> _TEXTE SOURCE_:
Un retour au muet en cette période de vulgarisation de la 3D était un pari plutôt risqué, même de la part d'un réalisateur en décalage comme Michel Hazanavicius. Là où la plupart des films tentent de tirer profit d'un filon dont on ne peut voir le réel intérêt dans la quasi-totalité des cas, Michel Hazanavicius décide, avec une équipe ressemblant étrangement à celle du premier opus des aventures de notre espion national, de revenir à la base même du cinéma, ce qui a fait son succès mais aussi son charme et son pouvoir. Le pouvoir d'attirer la plus grande majorité de la population à la culture, en lui proposant d'apprendre, de réfléchir mais également de rêver pendant une séance au cinéma. Voilà ce que propose The Artist, et voilà ce qu'il en découle.

> _DONNÉES FOURNIES_:
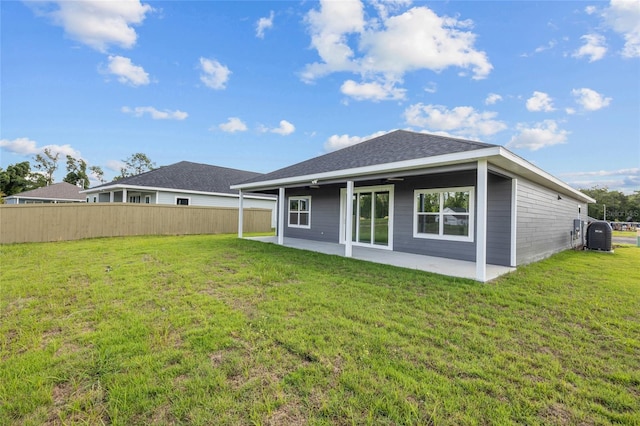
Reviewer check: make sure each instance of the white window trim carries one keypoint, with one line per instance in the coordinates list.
(298, 197)
(469, 238)
(175, 201)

> _OBJECTIF DU TRAVAIL_: Résumez le texte source en deux phrases. Le matériel fourni n'est pas nécessaire pour cet exercice.

> _RÉPONSE_: Revenir au muet alors que la 3D se généralise était un pari risqué, même pour un réalisateur en décalage comme Michel Hazanavicius. Au lieu d'exploiter ce filon comme la plupart des films, il revient avec The Artist à la base même du cinéma, qui a fait son succès, son charme et son pouvoir d'attirer le public vers la culture en lui proposant d'apprendre, de réfléchir et de rêver.